Ashdieback is scientifically known as Hymenoscyphus Fraxineus (formerly known as Chalara fraxinea). It was first discovered in Ireland in October 2012. The disease was Initially identified in County Leitrim and County Tipperary. It is believed that the disease was introduced to Europe through the importation of infected ash tree or wood products. Once in Europe it spread quickly affecting all countries. The first confirmed case in Europe was Poland in the early 1990s and it gradually spread to other European countries and eventually arrived in Ireland. Ash dieback can spread via airborne spores making it highly contagious and hard ton control.
There is roughly 17,000 hectares of ash in Ireland which was all infected by ash dieback. Since then, it has spread all over the country and is a major problem which has affected all ash plantations and ash trees in hedgerows all over the country.
The ashdieback has significance importance in Ireland due to invaluable resources contributing to the production of timber, furniture making and hurley butts which are used for hurls. Ash trees also have a vital role in the environment for local wildlife and is now impacting our ecosystem.
Signs of ash dieback are easy to spot during the summer months when the trees should be in full leaf. Ash trees infected will have a lack of leaves in summer months, key signs of dieback are spots on the leaves with dark or brown spots on the leaves. The leaves will start to wilt. The crown of the tree will become very bear with some branches without any leaves. During the summer months ash dieback can cause spots on the trees/ branches causing the tree to shed leaves early in the year. Dark patches on the trees are called lesions they can appear on the bark of the tree or at the base of the tree.
It can be seen in the trunk of the tree when its being harvested, there will be a small black distinctive spot inside the tree. Branches on the tree become very brittle and dangerous. During storms branches or even trees can be blown over which makes it very dangerous.

» **Source material**
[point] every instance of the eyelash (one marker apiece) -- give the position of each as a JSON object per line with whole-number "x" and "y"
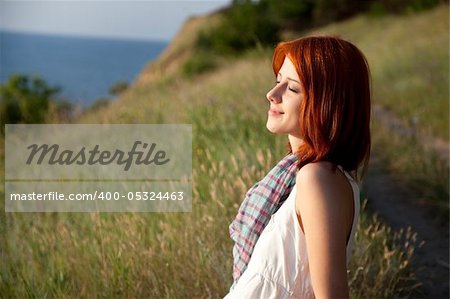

» **Tasks to perform**
1 – In the text on ash dieback, which two counties were the first places in Ireland where the disease was identified?
2 – Pick up the text on ash dieback after its last sentence and continue it.
The listing is separate material, unrelated to the text on ash dieback.

» **Answers to the exercises**
1 – County Leitrim and County Tipperary.

2 –
In response to the ash dieback crisis the government has launched the Ash Dieback Reconstitution Scheme. The scheme was introduced to provide support for landowners affected by ash dieback disease, in particular landowners with commercial forest of ash. Key components of the ash dieback disease scheme include financial assistance, species replacement and diversification.
To enter the ash reconstitution, scheme a landowner must contact their local forester to submit an application. The Forster will conduct a site visit and then submit the application to the department.
Financial support: Under the scheme, affected landowners can get financial support per hectare to remove all ash trees on site, also grants are in place for the replanting of the same area with other broadleaves or Sitka spruce. Replanting of ash is not aloud. This support is critical in ensuring the economic sustainability of affected forests.
Species replacement: All species of trees are acceptable, new species planted will enhance ecological diversity in the site and reduce risk of future disease and outbreaks.
The timber from ash plots will be used for firewood or hurley butts. Ash makes great firewood. The landowner owns all the timber and its their decision whether to sell the timber or keep it for themselves.
Diversification and future planning, the ash dieback scheme encourages landowners to diversify more than using just commercial trees like spruce, with a mix of tree species, by having this approach It will help fight new diseases but also improve the long-term health and biodiversity or Irish woodlands which is very important.